**STUDY TEXT:**

Tuesday, May 29, 2012

Cheesecake

When she called with the news, I felt helpless. Here I was delighting in discovering my new hometown – a place with art, and architecture, and music, and tourists – and my friend was hurting, miles away. She had suffered one of those losses for which words are useless, and physical gestures are the primary means through which you can show your support. Hugs. A prepared meal. Comfortable silence. All things you can’t do from across the country.

I considered sending flowers, but it felt wrong. It wasn’t Valentine’s day, and she had never been one for flowers. Flowers die. Giving her loss after The Loss would be like shining a spotlight on the emotional ripples that would flow from this event over the next weeks.


I thought about a fruit basket, but that didn’t seem right either. You can’t say “I love you and I want to comfort you” with fruit. Fruit is an aspirational gift. It’s a healthy gift, maybe in the best of circumstances a gift of decadence, but there is no comfort in a basket of fruit.

I wanted to send her…a cheesecake. Gooey and sweet, cheesecake said “be nice to yourself…don’t try so hard to do things right for a little while…surrender to goodness, because things will be good again someday.” Cheesecake was the only way I knew how to wrap her in love from miles away.

“Am I crazy?” I wondered. It seemed like the right thing to do, but maybe no one else would understand what I was trying to do.

“It’s not a party,” said my mom. “You could send flowers.”

“That’s weird,” said my boyfriend.

“Perfect,” said my best friend. And that was all I needed. This was right.

Of course, it couldn’t be just any cheesecake. If I was going to send a Cheesecake to Heal the Soul, it must be the perfect cheesecake, the cheesecake that would speak directly to her – the platonic form of Cheesecake.

**MATERIAL SHOWN:**
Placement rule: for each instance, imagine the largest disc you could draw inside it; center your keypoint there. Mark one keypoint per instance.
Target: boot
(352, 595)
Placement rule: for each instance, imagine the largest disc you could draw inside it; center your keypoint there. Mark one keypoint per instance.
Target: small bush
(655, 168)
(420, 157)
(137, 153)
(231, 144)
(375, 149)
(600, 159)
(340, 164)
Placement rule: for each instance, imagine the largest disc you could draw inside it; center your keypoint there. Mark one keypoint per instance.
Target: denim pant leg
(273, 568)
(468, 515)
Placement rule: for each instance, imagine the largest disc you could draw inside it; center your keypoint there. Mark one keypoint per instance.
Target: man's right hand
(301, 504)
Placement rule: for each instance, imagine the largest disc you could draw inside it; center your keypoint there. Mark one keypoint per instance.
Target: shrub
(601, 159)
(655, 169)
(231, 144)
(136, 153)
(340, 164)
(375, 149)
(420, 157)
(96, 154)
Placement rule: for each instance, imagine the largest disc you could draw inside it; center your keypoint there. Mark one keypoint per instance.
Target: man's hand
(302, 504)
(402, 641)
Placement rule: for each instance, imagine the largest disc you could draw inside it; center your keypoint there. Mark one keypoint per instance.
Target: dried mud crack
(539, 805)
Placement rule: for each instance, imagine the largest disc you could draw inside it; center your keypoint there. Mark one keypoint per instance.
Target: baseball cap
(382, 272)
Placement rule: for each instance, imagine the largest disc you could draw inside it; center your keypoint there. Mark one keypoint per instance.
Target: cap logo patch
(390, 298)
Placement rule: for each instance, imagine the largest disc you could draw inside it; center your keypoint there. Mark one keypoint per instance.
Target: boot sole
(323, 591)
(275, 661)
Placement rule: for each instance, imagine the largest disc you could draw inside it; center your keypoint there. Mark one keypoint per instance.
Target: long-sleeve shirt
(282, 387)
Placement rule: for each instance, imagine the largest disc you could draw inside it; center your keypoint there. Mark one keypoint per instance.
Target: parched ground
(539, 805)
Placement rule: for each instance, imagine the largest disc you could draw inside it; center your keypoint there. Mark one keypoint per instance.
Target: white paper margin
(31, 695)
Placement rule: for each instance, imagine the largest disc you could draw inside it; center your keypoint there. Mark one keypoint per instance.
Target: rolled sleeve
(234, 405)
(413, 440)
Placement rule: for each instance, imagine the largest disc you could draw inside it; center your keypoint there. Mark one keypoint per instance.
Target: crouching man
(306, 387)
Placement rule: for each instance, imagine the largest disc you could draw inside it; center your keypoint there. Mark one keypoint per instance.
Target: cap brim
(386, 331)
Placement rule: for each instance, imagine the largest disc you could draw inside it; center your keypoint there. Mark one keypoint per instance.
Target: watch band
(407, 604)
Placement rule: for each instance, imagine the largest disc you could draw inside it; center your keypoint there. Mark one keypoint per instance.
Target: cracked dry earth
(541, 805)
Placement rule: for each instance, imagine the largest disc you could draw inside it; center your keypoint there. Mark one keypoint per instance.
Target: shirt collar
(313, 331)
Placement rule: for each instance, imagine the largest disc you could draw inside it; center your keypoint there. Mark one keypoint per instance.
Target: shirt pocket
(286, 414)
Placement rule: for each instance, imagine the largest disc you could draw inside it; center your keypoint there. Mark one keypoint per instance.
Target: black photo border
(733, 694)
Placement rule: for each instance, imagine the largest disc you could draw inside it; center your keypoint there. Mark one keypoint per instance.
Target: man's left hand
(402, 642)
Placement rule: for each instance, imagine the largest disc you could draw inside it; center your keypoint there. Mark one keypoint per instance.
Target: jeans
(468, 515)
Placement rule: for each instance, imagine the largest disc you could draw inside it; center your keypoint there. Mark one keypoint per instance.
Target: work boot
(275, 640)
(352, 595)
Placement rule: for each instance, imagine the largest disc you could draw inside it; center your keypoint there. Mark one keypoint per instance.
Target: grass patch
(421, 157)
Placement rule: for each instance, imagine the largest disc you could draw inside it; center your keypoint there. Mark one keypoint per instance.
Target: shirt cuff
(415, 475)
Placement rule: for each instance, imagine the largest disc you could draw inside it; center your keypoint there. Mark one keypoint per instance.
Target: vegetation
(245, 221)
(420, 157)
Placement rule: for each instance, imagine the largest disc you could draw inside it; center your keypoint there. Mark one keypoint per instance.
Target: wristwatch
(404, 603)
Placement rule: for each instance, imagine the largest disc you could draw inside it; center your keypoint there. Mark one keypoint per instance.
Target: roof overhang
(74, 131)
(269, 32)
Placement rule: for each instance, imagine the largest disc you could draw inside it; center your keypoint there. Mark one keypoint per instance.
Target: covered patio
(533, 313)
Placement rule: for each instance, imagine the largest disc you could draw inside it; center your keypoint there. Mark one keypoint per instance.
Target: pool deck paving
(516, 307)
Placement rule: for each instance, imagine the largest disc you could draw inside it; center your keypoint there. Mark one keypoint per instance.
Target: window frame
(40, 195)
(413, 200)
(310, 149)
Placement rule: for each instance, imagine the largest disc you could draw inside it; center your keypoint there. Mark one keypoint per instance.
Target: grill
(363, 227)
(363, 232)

**EXERCISE TASKS:**
A. In the cheesecake blog post, what did the writer's best friend say about the idea of sending a cheesecake?
B. Continue the blog post about sending a cheesecake to a grieving friend, starting right after its final sentence.
You won't need the lines to do what is asked here.

**SET OF ANSWERS:**
A. The best friend said, "Perfect."

B.
“Best…cheesecake…you...can…order…on…the…Internet…” I murmured as I typed. What did people do before the Internet search? I idly wondered, waiting to see the results.

No…no…and I am completely uninterested in the location of the nearest Cheesecake Factory, Internet. Don’t you understand? I’m not engaging in a desperate search for a chain restaurant here. This is cosmic.

Yes! Gerald’s Heavenly Cheesecakes. This is it. This is the cheesecake. I browsed the photos and selected a classic – chocolate chip cheesecake, topped with fat, glossy brown chocolate chips. This is the cheesecake.

As I confirmed my order, my stomach quivered and my heart began to beat faster in my chest. I had just sent LOVE. With a credit card and a computer, I had instructed a baker in Atlanta, Georgia, to put my love in a box and send it to my friend. Separated by distance and time, unable to make those connections that happen outside of words typed on a keyboard or spoken through a phone, I had discovered another way to be there, to convey myself to someone when I knew she needed it.

I thought of the rest of my friends and family back home. The people who I loved, who I missed spending time with. The people whose absence I still felt in my body after having only been gone from home for a few weeks.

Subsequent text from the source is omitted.